**Aim of the exercise**. Once the line containing "Where can you spot the black glove" is found in the entries below, restate it and each following line word for word, stopping after the line containing "Where can you spot the black sunglasses".

**Raw data**.

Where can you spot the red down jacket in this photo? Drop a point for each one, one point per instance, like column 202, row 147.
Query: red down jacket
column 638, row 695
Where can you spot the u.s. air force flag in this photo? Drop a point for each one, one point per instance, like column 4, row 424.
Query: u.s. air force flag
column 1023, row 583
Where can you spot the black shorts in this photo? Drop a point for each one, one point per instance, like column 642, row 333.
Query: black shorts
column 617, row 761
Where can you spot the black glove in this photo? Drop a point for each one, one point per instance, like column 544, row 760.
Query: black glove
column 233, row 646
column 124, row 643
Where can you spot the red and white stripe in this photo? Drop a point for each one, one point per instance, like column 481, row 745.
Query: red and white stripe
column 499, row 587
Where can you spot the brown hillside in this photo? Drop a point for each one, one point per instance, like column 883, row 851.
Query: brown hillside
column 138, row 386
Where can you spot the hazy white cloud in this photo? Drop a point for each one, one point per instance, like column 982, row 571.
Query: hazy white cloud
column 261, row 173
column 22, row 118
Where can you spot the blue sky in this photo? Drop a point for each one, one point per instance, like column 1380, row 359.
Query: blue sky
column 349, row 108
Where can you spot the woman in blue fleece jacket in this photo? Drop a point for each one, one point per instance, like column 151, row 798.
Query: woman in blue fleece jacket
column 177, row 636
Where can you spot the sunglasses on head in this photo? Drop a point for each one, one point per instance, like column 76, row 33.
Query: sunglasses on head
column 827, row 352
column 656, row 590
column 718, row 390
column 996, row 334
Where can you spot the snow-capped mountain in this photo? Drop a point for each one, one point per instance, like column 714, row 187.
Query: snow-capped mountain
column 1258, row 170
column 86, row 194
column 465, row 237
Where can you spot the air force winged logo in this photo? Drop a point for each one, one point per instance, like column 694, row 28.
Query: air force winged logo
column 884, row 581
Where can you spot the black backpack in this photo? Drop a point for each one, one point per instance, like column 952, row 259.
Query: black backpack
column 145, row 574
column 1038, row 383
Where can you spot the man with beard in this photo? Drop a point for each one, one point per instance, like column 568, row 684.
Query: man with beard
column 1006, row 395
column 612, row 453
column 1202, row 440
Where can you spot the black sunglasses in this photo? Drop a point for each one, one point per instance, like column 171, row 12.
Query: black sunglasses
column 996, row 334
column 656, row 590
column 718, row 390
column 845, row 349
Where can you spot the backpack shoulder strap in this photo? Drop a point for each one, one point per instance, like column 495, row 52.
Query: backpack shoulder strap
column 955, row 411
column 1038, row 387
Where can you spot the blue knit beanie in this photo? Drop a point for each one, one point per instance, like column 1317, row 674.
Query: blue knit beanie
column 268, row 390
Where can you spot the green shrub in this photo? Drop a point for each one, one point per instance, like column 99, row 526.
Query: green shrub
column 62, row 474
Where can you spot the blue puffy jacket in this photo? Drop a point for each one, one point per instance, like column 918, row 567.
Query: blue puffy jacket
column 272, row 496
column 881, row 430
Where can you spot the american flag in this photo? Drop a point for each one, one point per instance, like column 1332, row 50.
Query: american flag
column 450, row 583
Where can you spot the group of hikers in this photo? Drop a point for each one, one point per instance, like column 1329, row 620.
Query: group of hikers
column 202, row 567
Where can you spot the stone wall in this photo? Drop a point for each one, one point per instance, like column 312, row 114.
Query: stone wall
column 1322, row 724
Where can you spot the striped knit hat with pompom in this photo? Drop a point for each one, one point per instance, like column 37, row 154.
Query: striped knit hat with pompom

**Written response**.
Where can you spot the black glove in this photo? Drop a point for each one, one point per instance, like column 544, row 760.
Query: black glove
column 233, row 646
column 124, row 643
Where can you spot the red and white stripe in this photo? Drop a point for each one, one point per instance, like column 481, row 745.
Query: red and white stripe
column 499, row 587
Where can you spot the brown hillside in this photo? Drop a point for each one, one point per instance, like column 883, row 851.
Query: brown hillside
column 138, row 386
Where can you spot the hazy white cloud in this photo? Drop a point for each one, one point per instance, like column 982, row 571.
Query: hazy white cloud
column 261, row 173
column 22, row 118
Where can you spot the blue sky in this photo? Drop a point for each one, one point per instance, like column 1380, row 359.
Query: blue sky
column 349, row 108
Where can you spot the woman in blue fleece jacket in this photo? Drop a point for each one, one point per instance, like column 151, row 798.
Query: woman in blue fleece jacket
column 177, row 636
Where can you spot the sunglasses on head in this photo? Drop a point for each one, one point per instance, like column 76, row 33.
Query: sunglasses on head
column 827, row 352
column 656, row 590
column 718, row 390
column 996, row 334
Where can you spot the snow-capped mountain in this photo? Drop a point for each one, one point per instance, like column 714, row 187.
Query: snow-capped mountain
column 1258, row 170
column 86, row 194
column 465, row 237
Where can you spot the air force winged logo in this photo? Drop a point for each one, one point per instance, like column 694, row 28.
Query: air force winged logo
column 884, row 581
Where can you spot the black backpack in this photo? Drop a point for each one, one point per instance, like column 952, row 259.
Query: black backpack
column 145, row 574
column 1038, row 383
Where can you spot the man with beard in this photo? Drop a point for each one, one point per instance, like column 568, row 684.
Query: man with beard
column 1006, row 395
column 612, row 453
column 1202, row 440
Where can you spot the black sunglasses in this photo? Drop a point for each one, one point per instance, like column 171, row 12.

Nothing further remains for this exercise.